REQUIRED TASK 1:
Reproduce the LocalView scraper setup page word for word, in full.

PROVIDED PASSAGE:
■ ■ ■ ■

LocalView Scraper Setup
Run the LocalView scrapers locally to keep municipal meeting data updated with 2025/2026 meetings.
Quick Start
1. Install Dependencies
cd /home/developer/projects/open-navigator
source .venv/bin/activate
pip install google-api-python-client youtube-transcript-api
2. Get YouTube API Key
- Visit Google Cloud Console
- Create a new project or select existing
- Enable YouTube Data API v3
- Create credentials → API key
- Add to
.env:
YOUTUBE_API_KEY=your_api_key_here
3. Run the Scraper
# Update all channels (last 30 days)
python scripts/localview/scrape_youtube_channels.py --update
# Extract transcripts
python scripts/localview/extract_transcripts.py --year 2026
# Or run everything at once
./scripts/localview/update_all.sh
What Gets Scraped
The scraper collects:
- Video metadata: Title, date, duration, view count
- Meeting type: City Council, Planning, School Board, etc.
- Transcripts: Auto-generated captions (if available)
- Timestamps: Segment-level timestamps for search
Output Files
All data is saved to data/cache/localview/:
data/cache/localview/
├── municipality_channels.csv # List of YouTube channels
├── videos_2026.csv # Video metadata by year
└── transcripts/ # Transcript text files
├── abc123.txt # Plain text transcript
└── abc123.json # Timestamped segments
Adding New Channels
Method 1: Manual Add
python scripts/localview/update_municipality_list.py \
--add "Birmingham, AL" "UCXzJ0f8fVRv42jOqVXlQ8jA" "AL"

■ ■ ■ ■

REQUIRED TASK 2:
Count the lines in the listing that contain the word "background", and reply with the number alone.

(Contour labeling items)

■ ■ ■ ■

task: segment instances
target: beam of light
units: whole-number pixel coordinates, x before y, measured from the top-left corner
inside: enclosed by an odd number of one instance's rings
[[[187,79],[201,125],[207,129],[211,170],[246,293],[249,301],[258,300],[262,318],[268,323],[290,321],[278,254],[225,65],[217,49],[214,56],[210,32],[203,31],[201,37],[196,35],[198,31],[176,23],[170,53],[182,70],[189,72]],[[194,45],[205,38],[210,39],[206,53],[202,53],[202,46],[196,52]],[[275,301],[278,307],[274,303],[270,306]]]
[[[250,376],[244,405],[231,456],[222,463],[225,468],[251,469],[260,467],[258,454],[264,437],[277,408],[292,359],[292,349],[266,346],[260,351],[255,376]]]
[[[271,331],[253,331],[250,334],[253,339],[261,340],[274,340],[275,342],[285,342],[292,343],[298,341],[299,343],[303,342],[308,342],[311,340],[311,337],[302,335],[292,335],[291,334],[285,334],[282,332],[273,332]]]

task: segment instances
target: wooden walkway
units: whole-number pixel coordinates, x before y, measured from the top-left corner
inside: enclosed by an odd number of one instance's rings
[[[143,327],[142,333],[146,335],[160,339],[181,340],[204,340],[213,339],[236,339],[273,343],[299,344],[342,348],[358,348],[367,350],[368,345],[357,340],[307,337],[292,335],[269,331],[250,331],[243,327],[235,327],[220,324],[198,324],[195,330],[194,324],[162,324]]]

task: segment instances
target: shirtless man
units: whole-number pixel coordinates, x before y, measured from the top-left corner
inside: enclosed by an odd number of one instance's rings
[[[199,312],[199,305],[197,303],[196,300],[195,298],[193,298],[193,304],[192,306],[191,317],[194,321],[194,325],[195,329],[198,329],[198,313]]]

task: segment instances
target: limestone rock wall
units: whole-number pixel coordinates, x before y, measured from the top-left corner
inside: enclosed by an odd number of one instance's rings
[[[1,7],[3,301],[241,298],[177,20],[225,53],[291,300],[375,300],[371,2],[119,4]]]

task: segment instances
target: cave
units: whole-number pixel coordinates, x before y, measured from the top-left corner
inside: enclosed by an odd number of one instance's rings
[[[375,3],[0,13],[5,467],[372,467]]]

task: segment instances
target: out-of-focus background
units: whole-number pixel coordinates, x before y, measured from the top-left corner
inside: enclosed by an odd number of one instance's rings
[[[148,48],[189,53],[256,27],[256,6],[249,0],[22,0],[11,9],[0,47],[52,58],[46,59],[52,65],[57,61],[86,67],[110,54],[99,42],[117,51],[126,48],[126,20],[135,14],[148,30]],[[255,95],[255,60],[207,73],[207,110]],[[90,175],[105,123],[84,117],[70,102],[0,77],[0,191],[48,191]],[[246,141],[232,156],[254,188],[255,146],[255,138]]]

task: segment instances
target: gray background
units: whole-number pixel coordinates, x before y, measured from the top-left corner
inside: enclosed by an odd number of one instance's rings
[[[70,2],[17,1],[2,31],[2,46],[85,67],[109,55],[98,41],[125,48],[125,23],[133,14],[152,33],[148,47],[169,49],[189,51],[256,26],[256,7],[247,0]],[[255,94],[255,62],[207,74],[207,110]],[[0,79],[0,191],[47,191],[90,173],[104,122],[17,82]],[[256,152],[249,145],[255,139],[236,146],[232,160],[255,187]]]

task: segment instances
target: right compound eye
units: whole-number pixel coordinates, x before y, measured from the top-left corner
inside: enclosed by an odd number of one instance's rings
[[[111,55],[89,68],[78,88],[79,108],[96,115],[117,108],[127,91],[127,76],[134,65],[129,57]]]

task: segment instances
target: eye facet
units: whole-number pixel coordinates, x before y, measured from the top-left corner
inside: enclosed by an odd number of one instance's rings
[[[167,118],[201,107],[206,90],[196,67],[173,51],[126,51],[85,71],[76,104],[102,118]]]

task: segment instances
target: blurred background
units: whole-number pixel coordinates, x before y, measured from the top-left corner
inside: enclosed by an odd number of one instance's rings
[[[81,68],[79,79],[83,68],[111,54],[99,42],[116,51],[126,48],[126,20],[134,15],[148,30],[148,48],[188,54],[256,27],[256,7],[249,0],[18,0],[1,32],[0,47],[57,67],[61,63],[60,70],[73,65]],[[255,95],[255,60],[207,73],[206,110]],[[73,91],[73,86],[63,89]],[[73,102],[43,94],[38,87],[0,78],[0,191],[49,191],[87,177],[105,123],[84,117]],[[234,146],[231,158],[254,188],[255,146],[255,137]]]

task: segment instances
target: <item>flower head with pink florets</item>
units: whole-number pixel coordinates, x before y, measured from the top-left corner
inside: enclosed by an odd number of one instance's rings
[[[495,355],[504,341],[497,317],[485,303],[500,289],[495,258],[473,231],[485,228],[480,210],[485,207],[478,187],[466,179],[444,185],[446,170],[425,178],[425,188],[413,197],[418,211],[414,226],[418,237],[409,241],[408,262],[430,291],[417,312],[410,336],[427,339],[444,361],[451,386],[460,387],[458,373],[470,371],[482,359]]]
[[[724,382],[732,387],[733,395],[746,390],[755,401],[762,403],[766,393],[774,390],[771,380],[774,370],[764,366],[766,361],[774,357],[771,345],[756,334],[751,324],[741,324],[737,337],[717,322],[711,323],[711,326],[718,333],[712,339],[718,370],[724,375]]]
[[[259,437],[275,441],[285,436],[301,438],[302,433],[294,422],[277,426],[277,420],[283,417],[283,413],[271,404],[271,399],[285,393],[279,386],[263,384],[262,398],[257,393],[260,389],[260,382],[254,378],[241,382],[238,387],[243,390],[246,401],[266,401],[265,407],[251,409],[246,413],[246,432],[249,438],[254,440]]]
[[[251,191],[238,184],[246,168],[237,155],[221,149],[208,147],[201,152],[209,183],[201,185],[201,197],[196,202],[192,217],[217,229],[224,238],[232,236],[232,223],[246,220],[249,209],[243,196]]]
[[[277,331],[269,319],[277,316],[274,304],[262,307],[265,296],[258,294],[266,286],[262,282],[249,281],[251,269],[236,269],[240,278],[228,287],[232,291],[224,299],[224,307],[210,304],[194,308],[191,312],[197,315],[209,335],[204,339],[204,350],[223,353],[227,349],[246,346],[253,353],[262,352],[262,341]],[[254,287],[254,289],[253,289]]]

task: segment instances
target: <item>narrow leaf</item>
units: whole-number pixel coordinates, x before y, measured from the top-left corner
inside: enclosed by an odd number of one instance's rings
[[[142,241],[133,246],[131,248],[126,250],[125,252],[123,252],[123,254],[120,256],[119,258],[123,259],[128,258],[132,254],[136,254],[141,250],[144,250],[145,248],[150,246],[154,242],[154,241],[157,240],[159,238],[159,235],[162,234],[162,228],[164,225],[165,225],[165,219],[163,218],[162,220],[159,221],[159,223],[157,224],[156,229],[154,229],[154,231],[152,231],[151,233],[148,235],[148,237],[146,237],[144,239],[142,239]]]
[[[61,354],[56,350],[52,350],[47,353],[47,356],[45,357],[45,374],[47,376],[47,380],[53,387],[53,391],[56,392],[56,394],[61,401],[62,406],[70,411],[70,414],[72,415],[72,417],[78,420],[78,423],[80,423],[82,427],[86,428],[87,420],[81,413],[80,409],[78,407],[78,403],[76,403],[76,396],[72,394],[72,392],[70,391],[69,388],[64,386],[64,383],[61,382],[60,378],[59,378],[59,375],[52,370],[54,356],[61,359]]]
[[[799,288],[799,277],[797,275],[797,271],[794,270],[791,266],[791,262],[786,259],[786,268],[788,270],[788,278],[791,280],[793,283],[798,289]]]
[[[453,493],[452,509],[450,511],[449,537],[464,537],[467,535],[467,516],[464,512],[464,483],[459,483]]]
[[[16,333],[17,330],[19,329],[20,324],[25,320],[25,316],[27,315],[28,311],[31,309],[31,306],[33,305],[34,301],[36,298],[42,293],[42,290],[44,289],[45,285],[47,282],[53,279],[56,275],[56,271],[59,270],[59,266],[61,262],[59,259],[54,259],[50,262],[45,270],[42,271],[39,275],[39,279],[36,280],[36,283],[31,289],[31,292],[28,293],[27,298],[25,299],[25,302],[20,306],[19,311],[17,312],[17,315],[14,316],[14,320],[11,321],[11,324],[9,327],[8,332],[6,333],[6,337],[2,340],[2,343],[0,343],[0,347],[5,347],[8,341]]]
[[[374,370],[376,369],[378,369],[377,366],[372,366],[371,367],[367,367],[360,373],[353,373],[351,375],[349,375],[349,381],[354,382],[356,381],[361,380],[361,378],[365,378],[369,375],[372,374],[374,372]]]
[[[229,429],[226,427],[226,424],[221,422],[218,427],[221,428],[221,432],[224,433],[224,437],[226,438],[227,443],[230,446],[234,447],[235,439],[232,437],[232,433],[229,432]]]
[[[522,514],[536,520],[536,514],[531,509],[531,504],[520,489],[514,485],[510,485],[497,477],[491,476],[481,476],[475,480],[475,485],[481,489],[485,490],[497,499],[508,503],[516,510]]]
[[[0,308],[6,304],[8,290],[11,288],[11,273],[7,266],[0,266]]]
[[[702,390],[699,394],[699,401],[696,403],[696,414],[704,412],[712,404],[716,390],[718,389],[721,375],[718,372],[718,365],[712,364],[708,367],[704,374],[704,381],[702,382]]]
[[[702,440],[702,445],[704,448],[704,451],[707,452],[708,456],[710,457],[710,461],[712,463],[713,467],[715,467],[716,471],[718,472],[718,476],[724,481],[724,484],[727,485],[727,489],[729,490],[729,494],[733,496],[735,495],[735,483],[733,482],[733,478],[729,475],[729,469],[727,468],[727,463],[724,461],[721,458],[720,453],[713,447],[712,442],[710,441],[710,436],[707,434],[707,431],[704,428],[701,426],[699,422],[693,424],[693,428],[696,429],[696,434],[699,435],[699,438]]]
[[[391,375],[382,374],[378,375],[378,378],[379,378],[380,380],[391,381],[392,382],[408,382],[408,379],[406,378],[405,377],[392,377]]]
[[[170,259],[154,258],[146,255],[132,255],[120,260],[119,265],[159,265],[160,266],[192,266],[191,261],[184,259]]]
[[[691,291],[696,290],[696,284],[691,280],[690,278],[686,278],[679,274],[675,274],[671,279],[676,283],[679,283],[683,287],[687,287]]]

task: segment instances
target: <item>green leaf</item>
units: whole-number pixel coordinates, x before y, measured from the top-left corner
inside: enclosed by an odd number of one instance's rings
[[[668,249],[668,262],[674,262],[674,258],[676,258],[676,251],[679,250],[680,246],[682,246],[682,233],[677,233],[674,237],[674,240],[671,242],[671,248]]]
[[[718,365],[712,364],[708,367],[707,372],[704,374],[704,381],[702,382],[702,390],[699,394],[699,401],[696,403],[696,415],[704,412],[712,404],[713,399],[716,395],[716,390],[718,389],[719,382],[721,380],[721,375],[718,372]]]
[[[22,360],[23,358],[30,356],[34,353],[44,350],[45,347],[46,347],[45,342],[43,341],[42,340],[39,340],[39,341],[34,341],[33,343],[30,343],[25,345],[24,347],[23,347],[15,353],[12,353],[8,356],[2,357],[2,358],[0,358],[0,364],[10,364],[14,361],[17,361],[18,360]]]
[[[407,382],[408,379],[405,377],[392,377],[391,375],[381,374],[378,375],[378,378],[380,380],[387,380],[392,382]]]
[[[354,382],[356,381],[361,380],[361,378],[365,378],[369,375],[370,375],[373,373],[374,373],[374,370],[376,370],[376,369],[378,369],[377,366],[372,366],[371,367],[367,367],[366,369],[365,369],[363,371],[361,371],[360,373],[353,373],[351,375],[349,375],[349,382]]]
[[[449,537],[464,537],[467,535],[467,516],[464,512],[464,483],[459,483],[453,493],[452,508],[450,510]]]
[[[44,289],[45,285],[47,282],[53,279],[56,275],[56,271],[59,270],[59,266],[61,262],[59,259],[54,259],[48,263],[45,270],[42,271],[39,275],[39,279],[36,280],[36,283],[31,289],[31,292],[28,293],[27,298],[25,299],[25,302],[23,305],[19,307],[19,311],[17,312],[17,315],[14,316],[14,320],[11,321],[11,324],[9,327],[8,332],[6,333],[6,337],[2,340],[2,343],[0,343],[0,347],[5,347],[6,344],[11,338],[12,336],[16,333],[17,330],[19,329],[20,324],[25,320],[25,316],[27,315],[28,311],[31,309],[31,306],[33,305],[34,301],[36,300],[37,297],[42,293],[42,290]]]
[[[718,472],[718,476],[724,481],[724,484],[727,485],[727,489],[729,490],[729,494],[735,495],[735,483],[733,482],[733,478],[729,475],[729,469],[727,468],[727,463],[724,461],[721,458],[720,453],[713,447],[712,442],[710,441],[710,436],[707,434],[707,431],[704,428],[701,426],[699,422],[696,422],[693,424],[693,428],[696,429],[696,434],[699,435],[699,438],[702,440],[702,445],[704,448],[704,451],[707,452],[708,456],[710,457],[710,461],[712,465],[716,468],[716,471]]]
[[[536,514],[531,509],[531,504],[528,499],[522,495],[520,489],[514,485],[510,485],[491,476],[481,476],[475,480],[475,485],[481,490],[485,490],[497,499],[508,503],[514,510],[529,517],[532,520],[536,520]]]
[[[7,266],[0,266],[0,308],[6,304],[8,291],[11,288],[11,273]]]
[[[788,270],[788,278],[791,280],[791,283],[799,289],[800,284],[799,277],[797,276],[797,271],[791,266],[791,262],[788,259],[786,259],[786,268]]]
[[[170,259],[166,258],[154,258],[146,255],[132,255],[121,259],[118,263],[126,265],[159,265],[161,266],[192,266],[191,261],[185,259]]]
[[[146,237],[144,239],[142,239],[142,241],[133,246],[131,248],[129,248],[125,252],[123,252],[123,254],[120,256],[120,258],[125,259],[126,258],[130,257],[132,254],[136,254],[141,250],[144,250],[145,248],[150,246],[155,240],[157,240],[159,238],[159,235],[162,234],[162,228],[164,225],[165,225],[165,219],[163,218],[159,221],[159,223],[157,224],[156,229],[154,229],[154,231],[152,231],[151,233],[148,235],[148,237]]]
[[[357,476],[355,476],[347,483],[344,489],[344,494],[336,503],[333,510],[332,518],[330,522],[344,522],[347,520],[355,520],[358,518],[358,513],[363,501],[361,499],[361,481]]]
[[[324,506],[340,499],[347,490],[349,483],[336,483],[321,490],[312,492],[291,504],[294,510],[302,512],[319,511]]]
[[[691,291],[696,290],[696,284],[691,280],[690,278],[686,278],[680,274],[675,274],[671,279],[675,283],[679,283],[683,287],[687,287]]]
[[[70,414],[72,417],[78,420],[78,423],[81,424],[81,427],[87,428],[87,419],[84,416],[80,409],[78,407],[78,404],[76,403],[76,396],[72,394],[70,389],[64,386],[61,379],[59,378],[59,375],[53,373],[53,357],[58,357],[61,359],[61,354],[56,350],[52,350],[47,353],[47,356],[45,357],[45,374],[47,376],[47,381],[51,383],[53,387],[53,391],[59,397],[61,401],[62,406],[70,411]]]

■ ■ ■ ■

FINAL RESULT 1:
LocalView Scraper Setup
Run the LocalView scrapers locally to keep municipal meeting data updated with 2025/2026 meetings.
Quick Start
1. Install Dependencies
cd /home/developer/projects/open-navigator
source .venv/bin/activate
pip install google-api-python-client youtube-transcript-api
2. Get YouTube API Key
- Visit Google Cloud Console
- Create a new project or select existing
- Enable YouTube Data API v3
- Create credentials → API key
- Add to
.env:
YOUTUBE_API_KEY=your_api_key_here
3. Run the Scraper
# Update all channels (last 30 days)
python scripts/localview/scrape_youtube_channels.py --update
# Extract transcripts
python scripts/localview/extract_transcripts.py --year 2026
# Or run everything at once
./scripts/localview/update_all.sh
What Gets Scraped
The scraper collects:
- Video metadata: Title, date, duration, view count
- Meeting type: City Council, Planning, School Board, etc.
- Transcripts: Auto-generated captions (if available)
- Timestamps: Segment-level timestamps for search
Output Files
All data is saved to data/cache/localview/:
data/cache/localview/
├── municipality_channels.csv # List of YouTube channels
├── videos_2026.csv # Video metadata by year
└── transcripts/ # Transcript text files
├── abc123.txt # Plain text transcript
└── abc123.json # Timestamped segments
Adding New Channels
Method 1: Manual Add
python scripts/localview/update_municipality_list.py \
--add "Birmingham, AL" "UCXzJ0f8fVRv42jOqVXlQ8jA" "AL"

FINAL RESULT 2:
3